- _Material provided_
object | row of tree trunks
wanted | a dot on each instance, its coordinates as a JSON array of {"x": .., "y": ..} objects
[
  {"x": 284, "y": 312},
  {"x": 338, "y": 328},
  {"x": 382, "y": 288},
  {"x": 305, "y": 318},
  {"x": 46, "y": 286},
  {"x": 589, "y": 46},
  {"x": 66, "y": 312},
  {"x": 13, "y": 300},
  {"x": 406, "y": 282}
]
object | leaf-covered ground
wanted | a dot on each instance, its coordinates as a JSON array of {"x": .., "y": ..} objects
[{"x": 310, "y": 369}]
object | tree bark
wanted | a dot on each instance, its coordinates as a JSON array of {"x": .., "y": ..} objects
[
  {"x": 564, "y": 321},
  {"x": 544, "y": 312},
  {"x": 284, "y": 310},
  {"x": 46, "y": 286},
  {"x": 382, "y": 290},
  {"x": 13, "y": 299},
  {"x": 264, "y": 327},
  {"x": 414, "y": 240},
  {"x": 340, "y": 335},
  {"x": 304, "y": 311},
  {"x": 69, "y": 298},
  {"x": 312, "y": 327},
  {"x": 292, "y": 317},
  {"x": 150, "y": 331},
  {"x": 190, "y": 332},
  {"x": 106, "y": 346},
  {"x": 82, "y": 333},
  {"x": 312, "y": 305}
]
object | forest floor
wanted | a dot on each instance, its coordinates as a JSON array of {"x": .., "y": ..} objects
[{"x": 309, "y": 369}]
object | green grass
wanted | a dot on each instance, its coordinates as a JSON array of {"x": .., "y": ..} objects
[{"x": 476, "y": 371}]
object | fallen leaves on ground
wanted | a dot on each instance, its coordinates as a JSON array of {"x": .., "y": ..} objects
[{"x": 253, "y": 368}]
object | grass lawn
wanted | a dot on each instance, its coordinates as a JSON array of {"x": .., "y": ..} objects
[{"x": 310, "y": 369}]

- _Problem requirements_
Swap "dot" for "marker" in everything from the line "object | green grass" down to the end of the listing, and give back only those lines with nothing else changed.

- _Solution_
object | green grass
wanted | a marker on each instance, its coordinates as a JSON array of {"x": .., "y": ..} objects
[{"x": 476, "y": 371}]
object | fallen leaves on ground
wanted | a marker on each instance, its coordinates as a JSON array of {"x": .., "y": ..} objects
[{"x": 253, "y": 368}]
object | grass lawn
wanted | a marker on each instance, its coordinates as a JSON array of {"x": .., "y": ..} objects
[{"x": 310, "y": 369}]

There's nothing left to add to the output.